Labeled area outline entries:
***

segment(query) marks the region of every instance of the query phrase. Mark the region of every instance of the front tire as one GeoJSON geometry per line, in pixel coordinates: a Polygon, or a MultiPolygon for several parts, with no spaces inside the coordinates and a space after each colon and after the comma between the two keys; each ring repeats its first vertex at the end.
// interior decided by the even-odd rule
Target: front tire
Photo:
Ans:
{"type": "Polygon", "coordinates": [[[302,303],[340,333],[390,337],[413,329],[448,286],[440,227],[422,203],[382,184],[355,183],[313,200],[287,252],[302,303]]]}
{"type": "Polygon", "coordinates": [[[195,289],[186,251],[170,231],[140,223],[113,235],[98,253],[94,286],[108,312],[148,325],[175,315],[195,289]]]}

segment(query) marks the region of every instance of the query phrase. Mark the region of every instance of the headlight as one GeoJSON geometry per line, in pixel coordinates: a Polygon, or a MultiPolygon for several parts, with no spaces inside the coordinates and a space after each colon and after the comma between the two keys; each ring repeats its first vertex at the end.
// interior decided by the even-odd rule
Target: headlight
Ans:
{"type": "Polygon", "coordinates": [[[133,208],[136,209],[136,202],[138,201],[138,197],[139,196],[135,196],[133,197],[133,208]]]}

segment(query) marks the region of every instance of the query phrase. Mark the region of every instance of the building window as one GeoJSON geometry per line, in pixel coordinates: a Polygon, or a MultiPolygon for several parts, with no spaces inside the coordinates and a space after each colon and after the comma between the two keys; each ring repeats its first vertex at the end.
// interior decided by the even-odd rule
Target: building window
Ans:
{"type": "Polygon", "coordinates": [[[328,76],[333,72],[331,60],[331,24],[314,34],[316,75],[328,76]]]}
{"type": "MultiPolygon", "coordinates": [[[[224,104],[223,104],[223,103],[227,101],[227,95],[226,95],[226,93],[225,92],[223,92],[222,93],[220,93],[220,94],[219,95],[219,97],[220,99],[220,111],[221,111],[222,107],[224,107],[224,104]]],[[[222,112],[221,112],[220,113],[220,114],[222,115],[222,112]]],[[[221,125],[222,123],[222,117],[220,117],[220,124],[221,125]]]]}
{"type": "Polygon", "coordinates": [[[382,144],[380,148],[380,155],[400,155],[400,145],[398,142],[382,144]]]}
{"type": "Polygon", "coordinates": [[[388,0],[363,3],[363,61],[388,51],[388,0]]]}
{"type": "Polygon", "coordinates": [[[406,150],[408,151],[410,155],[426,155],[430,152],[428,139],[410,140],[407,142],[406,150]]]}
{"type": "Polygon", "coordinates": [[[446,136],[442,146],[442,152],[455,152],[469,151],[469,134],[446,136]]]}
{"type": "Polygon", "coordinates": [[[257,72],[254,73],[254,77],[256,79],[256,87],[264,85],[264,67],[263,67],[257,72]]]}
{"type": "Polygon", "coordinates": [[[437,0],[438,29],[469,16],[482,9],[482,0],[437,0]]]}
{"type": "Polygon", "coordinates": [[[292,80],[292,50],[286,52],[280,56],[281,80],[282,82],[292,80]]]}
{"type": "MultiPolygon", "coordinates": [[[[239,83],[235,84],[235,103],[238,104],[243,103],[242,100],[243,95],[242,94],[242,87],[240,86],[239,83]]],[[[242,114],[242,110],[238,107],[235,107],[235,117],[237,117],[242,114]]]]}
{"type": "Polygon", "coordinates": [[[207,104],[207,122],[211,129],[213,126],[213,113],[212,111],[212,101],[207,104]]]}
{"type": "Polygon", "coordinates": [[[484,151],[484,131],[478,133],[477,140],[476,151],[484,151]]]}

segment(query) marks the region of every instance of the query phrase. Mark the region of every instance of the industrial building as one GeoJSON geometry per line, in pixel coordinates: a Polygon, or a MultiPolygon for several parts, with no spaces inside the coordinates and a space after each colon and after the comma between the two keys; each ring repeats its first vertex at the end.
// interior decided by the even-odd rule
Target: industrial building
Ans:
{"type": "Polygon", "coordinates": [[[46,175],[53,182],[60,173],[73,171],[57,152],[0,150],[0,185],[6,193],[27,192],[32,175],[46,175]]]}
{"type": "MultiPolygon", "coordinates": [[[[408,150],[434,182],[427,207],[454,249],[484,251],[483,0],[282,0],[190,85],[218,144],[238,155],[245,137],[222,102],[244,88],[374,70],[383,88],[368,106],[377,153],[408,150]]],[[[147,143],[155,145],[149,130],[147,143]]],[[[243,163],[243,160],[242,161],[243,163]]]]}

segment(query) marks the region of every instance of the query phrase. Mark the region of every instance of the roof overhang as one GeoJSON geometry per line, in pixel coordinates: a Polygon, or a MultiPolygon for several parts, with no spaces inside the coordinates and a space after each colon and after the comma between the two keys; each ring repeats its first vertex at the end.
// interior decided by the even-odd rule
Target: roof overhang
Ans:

***

Make an exact copy of every entry.

◆ **Solution**:
segment(query) marks the region of every instance of the query phrase. Mark the region of every instance of the front tire as one GeoJSON geometry per line, in pixel coordinates: a Polygon, or a MultiPolygon for several parts, with no spaces inside the coordinates and a space after each colon and after the comma between the two keys; each ring repeats its first vertex at the end.
// interior decided by the even-odd rule
Target: front tire
Photo:
Ans:
{"type": "Polygon", "coordinates": [[[302,303],[340,333],[390,337],[413,329],[448,286],[440,227],[422,203],[382,184],[355,183],[313,200],[287,252],[302,303]]]}
{"type": "Polygon", "coordinates": [[[195,289],[186,251],[170,231],[140,223],[113,235],[98,253],[94,286],[108,312],[148,325],[175,315],[195,289]]]}

segment(query) marks the region of every instance of the query phrase. Mark the region of every instance of the headlight as one GeoJSON geometry per line, in pixel coordinates: a Polygon, or a MultiPolygon for several parts, with no spaces inside the coordinates and a space after each colon and after the comma between the two keys; each ring repeats its first vertex at the end.
// interior decided by the even-odd rule
Target: headlight
Ans:
{"type": "Polygon", "coordinates": [[[133,208],[136,209],[136,202],[138,201],[138,197],[139,196],[135,196],[133,197],[133,208]]]}

segment(query) marks the region of every instance of the query phrase. Mark the region of every instance of the building window as one GeoJSON geometry per line, in pixel coordinates: a Polygon, or a MultiPolygon for several parts, with no spaces inside the coordinates and a space after each colon and after the comma between the two keys; each ring repeats its first vertex at the end.
// interior decided by the even-odd rule
Target: building window
Ans:
{"type": "Polygon", "coordinates": [[[328,76],[333,72],[331,60],[331,24],[314,34],[316,75],[328,76]]]}
{"type": "MultiPolygon", "coordinates": [[[[224,104],[223,104],[223,103],[227,101],[227,95],[226,95],[226,93],[225,92],[223,92],[222,93],[220,93],[220,94],[219,95],[219,97],[220,99],[220,111],[221,111],[222,107],[224,107],[224,104]]],[[[222,112],[221,112],[220,113],[220,114],[222,115],[222,112]]],[[[221,125],[222,123],[222,117],[220,117],[220,124],[221,125]]]]}
{"type": "Polygon", "coordinates": [[[382,144],[380,148],[380,155],[400,155],[400,145],[398,142],[382,144]]]}
{"type": "Polygon", "coordinates": [[[388,0],[363,3],[363,61],[388,51],[388,0]]]}
{"type": "Polygon", "coordinates": [[[406,150],[408,151],[410,155],[426,155],[430,152],[428,139],[410,140],[407,142],[406,150]]]}
{"type": "Polygon", "coordinates": [[[446,136],[442,146],[442,152],[455,152],[469,151],[469,134],[446,136]]]}
{"type": "Polygon", "coordinates": [[[257,72],[254,73],[254,77],[256,79],[256,87],[264,85],[264,67],[263,67],[257,72]]]}
{"type": "Polygon", "coordinates": [[[437,0],[438,29],[469,16],[482,9],[482,0],[437,0]]]}
{"type": "Polygon", "coordinates": [[[292,80],[292,50],[286,52],[280,56],[281,80],[282,82],[292,80]]]}
{"type": "MultiPolygon", "coordinates": [[[[239,83],[235,84],[235,103],[238,104],[243,103],[242,100],[243,95],[242,94],[242,87],[240,86],[239,83]]],[[[242,114],[242,110],[238,107],[235,107],[235,117],[237,117],[242,114]]]]}
{"type": "Polygon", "coordinates": [[[207,104],[207,122],[211,129],[213,126],[213,113],[212,111],[212,101],[207,104]]]}
{"type": "Polygon", "coordinates": [[[484,151],[484,131],[478,133],[477,140],[476,151],[484,151]]]}

segment(query) marks the region of every instance of the query phrase. Mark the region of every instance of the industrial building as one GeoJSON geometry per line, in pixel coordinates: a Polygon, or a MultiPolygon for several parts, with no spaces inside the coordinates and a space after each colon and after the comma between the two keys; each ring repeats its first vertex at the end.
// interior decided by the even-odd rule
Target: industrial building
Ans:
{"type": "Polygon", "coordinates": [[[46,175],[53,182],[60,173],[73,171],[57,152],[0,150],[0,185],[6,193],[27,192],[32,175],[46,175]]]}
{"type": "MultiPolygon", "coordinates": [[[[408,150],[434,182],[427,207],[454,249],[484,251],[483,0],[282,0],[190,85],[218,144],[238,155],[245,137],[222,102],[244,88],[374,70],[383,88],[368,106],[377,153],[408,150]]],[[[147,143],[155,145],[149,130],[147,143]]],[[[243,163],[243,160],[242,161],[243,163]]]]}

segment(query) marks the region of every instance of the query phrase. Mark the region of every instance of the roof overhang as one GeoJSON geometry per line, in pixel coordinates: a Polygon, or a MultiPolygon for several parts, with no spaces inside the coordinates and a space after each colon and after the comma between the two keys; each ring repeats its first vertex at the end.
// interior decided by the even-odd rule
Target: roof overhang
Ans:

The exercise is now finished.